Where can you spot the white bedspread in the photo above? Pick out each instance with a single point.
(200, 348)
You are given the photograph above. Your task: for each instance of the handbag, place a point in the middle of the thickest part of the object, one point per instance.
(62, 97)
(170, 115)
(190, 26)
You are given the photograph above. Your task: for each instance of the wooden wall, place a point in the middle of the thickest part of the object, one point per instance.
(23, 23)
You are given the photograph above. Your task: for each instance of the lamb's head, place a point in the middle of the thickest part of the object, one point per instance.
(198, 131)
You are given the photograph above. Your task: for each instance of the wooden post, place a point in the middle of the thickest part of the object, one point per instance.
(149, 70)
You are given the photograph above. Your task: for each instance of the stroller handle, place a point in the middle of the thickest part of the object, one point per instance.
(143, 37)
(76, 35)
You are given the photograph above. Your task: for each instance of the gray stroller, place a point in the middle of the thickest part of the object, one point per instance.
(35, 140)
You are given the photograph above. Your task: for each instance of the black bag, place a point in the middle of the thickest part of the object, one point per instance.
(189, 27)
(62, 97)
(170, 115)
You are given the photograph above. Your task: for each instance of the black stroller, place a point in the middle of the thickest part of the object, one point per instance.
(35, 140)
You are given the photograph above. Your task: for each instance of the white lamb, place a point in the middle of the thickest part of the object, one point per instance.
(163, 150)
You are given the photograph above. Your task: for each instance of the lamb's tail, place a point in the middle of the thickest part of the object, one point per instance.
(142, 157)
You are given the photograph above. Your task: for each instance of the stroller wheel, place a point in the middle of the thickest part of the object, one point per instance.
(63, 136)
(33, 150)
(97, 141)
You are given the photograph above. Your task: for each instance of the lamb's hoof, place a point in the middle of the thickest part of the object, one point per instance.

++++++++++

— Given request —
Repeat every record, exactly as written.

— Written answer —
Where can you spot the white bedspread in the photo above? Pick out each instance with a single point.
(200, 348)
You are given the photograph above. Your task: for each instance of the handbag, place a point in the middle of the thickest part of the object, one point per instance.
(62, 97)
(170, 115)
(190, 26)
You are given the photograph above. Your task: for each instance of the wooden wall, place a point in the middle of the thickest part of the object, one point per instance.
(23, 23)
You are given the photograph above. Your task: for each instance of the lamb's head, place a point in the middle of the thickest part of the object, one point per instance.
(198, 131)
You are given the photograph above. Your task: for each instance of the wooden post, place a point in the middle of the thickest part of the object, one point per instance.
(149, 70)
You are given the photograph above. Your task: for each instance of the stroller handle, place a point in the middle of the thickest part of the object, one point per instance.
(143, 37)
(76, 35)
You are given the photograph above. Your task: for each instance of the gray stroller, place a point in the middle of the thickest part of the object, one point per instance.
(35, 140)
You are given the photograph above. Your task: for each instance of the black bag, place a point in the middle of the thickest part of the object, one point per instance.
(189, 27)
(62, 97)
(170, 115)
You are given the photograph above. Your task: for each instance of the black stroller, place a point in the middle of the thickest part of the object, one point per instance.
(35, 140)
You are given the photograph above. Your task: for each instance of the white lamb, place a point in the middle of the thickest part of the object, one point per instance.
(163, 150)
You are given the photograph above. Your task: for each instance of the lamb's tail, place a point in the middle of the thickest part of the object, one point per instance.
(142, 157)
You are given the photograph above. Your task: for each instance of the stroller wheel, place a point in the middle of the thickest part of the object, one point per instance.
(63, 136)
(33, 150)
(97, 141)
You are given the photograph above. Your task: for each instance of the lamb's hoof, place a point in the middle of the thickest part of the object, one point per instance.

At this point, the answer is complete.